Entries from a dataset
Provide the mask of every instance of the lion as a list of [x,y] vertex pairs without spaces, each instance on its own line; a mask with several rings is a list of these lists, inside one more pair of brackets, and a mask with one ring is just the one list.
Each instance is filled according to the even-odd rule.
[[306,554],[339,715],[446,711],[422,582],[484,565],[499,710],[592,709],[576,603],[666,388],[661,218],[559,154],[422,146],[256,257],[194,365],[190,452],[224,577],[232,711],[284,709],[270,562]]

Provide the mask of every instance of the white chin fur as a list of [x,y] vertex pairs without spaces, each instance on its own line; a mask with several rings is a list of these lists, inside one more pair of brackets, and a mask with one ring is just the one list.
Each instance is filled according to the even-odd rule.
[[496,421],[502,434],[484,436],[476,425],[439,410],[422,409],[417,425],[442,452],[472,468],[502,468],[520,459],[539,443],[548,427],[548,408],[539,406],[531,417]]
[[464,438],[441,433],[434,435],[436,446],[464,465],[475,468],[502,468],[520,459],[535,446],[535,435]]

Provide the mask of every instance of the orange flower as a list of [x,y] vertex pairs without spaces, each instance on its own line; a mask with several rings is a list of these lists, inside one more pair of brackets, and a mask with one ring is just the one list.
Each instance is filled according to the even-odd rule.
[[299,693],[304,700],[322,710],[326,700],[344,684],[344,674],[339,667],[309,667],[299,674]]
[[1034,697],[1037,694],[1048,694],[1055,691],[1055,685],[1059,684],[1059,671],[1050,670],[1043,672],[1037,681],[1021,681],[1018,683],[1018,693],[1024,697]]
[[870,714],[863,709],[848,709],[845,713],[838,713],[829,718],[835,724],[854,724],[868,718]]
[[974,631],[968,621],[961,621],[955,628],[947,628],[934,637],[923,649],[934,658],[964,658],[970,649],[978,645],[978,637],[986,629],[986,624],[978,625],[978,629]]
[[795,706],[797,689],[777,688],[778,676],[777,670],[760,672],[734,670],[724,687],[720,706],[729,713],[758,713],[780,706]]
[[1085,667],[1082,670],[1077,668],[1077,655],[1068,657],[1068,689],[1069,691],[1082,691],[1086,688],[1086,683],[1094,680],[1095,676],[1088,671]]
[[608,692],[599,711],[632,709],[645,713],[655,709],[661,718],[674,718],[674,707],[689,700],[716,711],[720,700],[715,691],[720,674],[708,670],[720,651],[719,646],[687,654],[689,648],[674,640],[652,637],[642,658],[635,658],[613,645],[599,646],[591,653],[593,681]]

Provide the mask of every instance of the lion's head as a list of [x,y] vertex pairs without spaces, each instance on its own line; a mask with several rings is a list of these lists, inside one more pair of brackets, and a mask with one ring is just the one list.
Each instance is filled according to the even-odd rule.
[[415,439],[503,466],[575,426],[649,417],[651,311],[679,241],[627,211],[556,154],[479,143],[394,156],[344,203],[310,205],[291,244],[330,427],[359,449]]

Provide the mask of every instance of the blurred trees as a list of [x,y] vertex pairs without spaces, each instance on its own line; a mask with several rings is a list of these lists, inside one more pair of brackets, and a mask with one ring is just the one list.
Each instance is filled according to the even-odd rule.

→ Task statement
Give the lines above as a numbered list, omitting blank lines.

→ Correct answer
1. Provide the mask of every instance of the lion as a list of [x,y] vertex pairs without spaces, each instance on its own line; a mask with several rings is a list of these lists, inside one more pair of brackets, and a mask with one ring is just the one list.
2. Each instance is filled according to the even-odd rule.
3. [[306,554],[339,715],[446,711],[422,582],[484,565],[499,710],[592,709],[576,603],[666,388],[661,218],[559,154],[422,146],[256,257],[194,365],[190,452],[224,577],[232,711],[284,709],[270,562]]
4. Provide the mask of every instance of the white chin fur as a list of [x,y] vertex pairs without spaces, each instance on its own line; a mask with several rings is a list of these lists, inside one more pair of brackets, and a mask with one ring is just the one list.
5. Each instance is filled according to the even-odd rule.
6. [[496,421],[502,434],[484,436],[476,425],[439,410],[422,409],[417,425],[442,452],[472,468],[502,468],[520,459],[539,443],[548,427],[548,408],[539,406],[531,417]]
7. [[464,438],[441,433],[434,435],[436,446],[464,465],[475,468],[502,468],[520,459],[535,446],[535,435]]
8. Provide the mask of every instance of the orange flower as a list of [x,y] vertex pairs without spaces, each instance on its own line; a mask with several rings is a list of these lists, inside one more pair of brackets, and a mask with one ring is just the one list.
9. Each instance is filled according to the even-odd rule.
10. [[299,693],[304,700],[322,710],[326,700],[344,684],[344,674],[339,667],[309,667],[299,674]]
11. [[1034,697],[1037,694],[1048,694],[1055,691],[1055,685],[1059,684],[1059,671],[1050,670],[1043,672],[1037,681],[1021,681],[1018,683],[1018,693],[1024,697]]
12. [[870,714],[863,709],[848,709],[845,713],[838,713],[829,718],[835,724],[854,724],[868,718]]
13. [[974,631],[968,621],[961,621],[955,628],[947,628],[934,637],[923,649],[934,658],[964,658],[970,649],[978,645],[978,637],[986,629],[986,624],[978,625],[978,629]]
14. [[795,706],[797,689],[777,688],[778,676],[777,670],[760,672],[734,670],[724,687],[720,706],[729,713],[758,713],[780,706]]
15. [[1085,667],[1082,670],[1077,668],[1077,655],[1068,657],[1068,689],[1069,691],[1082,691],[1086,688],[1086,683],[1094,680],[1095,676],[1088,671]]
16. [[608,692],[599,711],[632,709],[645,713],[655,709],[661,718],[674,718],[674,707],[689,700],[716,711],[720,700],[715,691],[720,674],[708,670],[720,651],[719,646],[687,654],[689,648],[674,640],[652,637],[642,658],[635,658],[613,645],[599,646],[591,653],[593,681]]
17. Provide the mask of every instance of the lion's head as a list of [x,y] vertex pairs without spaces, each instance on its own line; a mask with several rings is a list of these lists, inside one more pair of brackets, and a mask with one ring is just the one list.
18. Each instance is filled according to the even-odd rule.
19. [[415,439],[503,466],[575,426],[649,417],[651,311],[679,241],[627,211],[556,154],[479,143],[394,156],[344,203],[310,205],[291,244],[330,427],[359,449]]
20. Provide the mask of every instance of the blurred trees as a list of [x,y] vertex pairs without spaces, each instance on its own line; a mask with several rings is a list of these lists, inside one more pair of brackets, and a mask with one ring is just the one list.
21. Each instance is filled according to the even-odd rule.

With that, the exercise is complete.